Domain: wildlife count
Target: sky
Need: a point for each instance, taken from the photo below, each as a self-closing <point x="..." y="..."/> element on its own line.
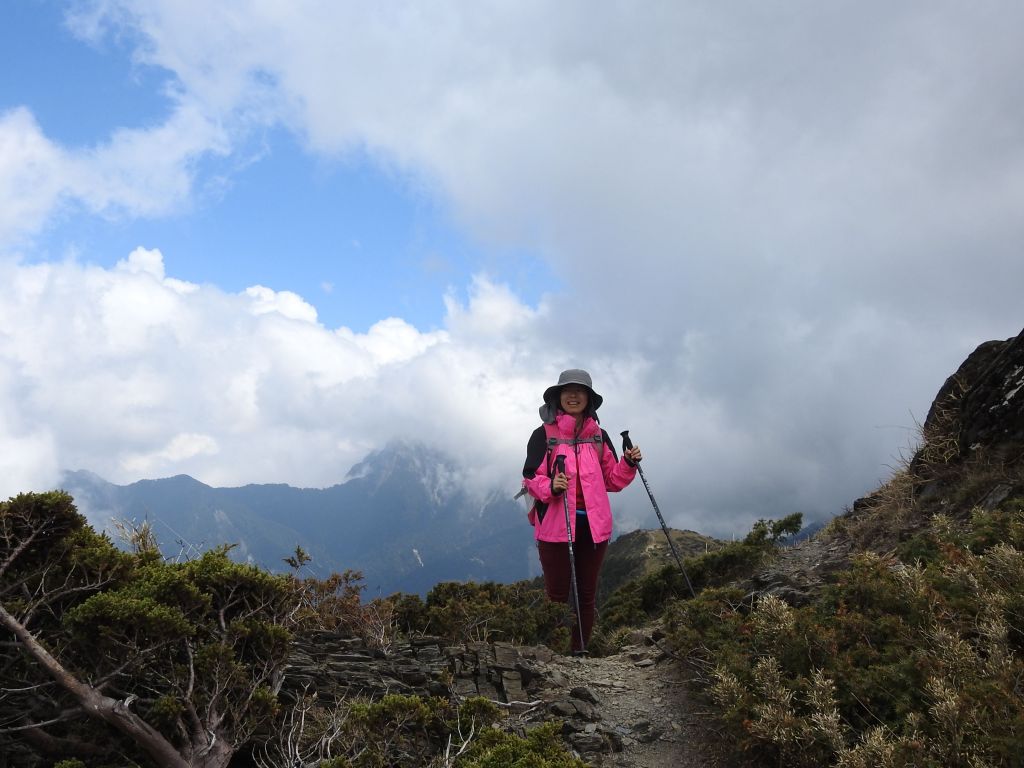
<point x="256" y="240"/>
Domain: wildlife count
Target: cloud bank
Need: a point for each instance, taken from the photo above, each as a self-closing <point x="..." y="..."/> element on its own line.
<point x="778" y="230"/>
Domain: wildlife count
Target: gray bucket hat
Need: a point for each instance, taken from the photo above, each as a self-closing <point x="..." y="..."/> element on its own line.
<point x="572" y="376"/>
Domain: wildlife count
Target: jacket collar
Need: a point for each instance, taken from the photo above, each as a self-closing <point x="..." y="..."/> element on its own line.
<point x="566" y="426"/>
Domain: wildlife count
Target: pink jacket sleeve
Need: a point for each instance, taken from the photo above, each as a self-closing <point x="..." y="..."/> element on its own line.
<point x="617" y="474"/>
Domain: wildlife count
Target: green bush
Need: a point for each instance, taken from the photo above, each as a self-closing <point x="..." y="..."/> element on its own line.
<point x="896" y="664"/>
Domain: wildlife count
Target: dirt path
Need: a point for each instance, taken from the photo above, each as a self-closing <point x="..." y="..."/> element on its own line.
<point x="639" y="704"/>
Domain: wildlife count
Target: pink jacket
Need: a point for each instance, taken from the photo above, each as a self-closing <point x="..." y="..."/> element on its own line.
<point x="599" y="473"/>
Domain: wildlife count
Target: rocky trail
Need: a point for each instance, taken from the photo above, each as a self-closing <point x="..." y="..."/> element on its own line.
<point x="631" y="710"/>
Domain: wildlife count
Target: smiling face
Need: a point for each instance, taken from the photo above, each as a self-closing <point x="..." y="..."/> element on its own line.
<point x="573" y="399"/>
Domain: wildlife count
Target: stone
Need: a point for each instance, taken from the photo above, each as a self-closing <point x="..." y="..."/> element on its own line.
<point x="586" y="742"/>
<point x="584" y="693"/>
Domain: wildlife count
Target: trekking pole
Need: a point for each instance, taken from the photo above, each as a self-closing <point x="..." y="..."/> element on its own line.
<point x="560" y="469"/>
<point x="627" y="444"/>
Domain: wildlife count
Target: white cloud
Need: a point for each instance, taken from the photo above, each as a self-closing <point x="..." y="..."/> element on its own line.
<point x="778" y="228"/>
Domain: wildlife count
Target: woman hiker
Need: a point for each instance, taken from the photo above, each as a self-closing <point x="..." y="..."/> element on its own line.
<point x="580" y="493"/>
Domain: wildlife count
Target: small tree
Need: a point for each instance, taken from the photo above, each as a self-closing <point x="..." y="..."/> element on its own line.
<point x="181" y="662"/>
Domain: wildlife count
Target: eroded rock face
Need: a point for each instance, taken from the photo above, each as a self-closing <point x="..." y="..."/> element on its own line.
<point x="983" y="402"/>
<point x="532" y="683"/>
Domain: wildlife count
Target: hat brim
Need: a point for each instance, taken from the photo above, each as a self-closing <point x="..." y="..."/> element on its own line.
<point x="551" y="394"/>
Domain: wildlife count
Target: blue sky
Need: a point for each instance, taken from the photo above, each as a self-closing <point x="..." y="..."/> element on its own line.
<point x="254" y="241"/>
<point x="358" y="240"/>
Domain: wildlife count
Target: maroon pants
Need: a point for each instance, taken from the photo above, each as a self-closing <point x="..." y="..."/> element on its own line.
<point x="557" y="578"/>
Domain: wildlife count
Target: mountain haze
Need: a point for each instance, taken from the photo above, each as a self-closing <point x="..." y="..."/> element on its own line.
<point x="402" y="517"/>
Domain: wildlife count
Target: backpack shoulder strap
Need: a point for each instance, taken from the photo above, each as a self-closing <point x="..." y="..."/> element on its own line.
<point x="609" y="443"/>
<point x="536" y="450"/>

..............................

## Goal of the exercise
Using the data above, copy exactly the lines from the one containing "photo below, each" to the one containing "Target: pink jacket sleeve", inclusive. Exclude the pictures.

## Response for this exercise
Need: a point for each instance, taken from the photo below, each as a self-closing <point x="..." y="..."/> element on its own line.
<point x="256" y="240"/>
Domain: wildlife count
Target: cloud bank
Need: a point for each instance, taken from the photo above, each as a self-closing <point x="..." y="..."/> element on its own line.
<point x="778" y="230"/>
Domain: wildlife count
Target: gray bucket hat
Need: a point for each instance, taken from the photo above, each as a self-closing <point x="..." y="..."/> element on its own line.
<point x="572" y="376"/>
Domain: wildlife count
Target: jacket collar
Need: a point for each instance, taken from the photo above, each as a self-closing <point x="..." y="..."/> element on its own line.
<point x="566" y="426"/>
Domain: wildlife count
Target: pink jacket sleeve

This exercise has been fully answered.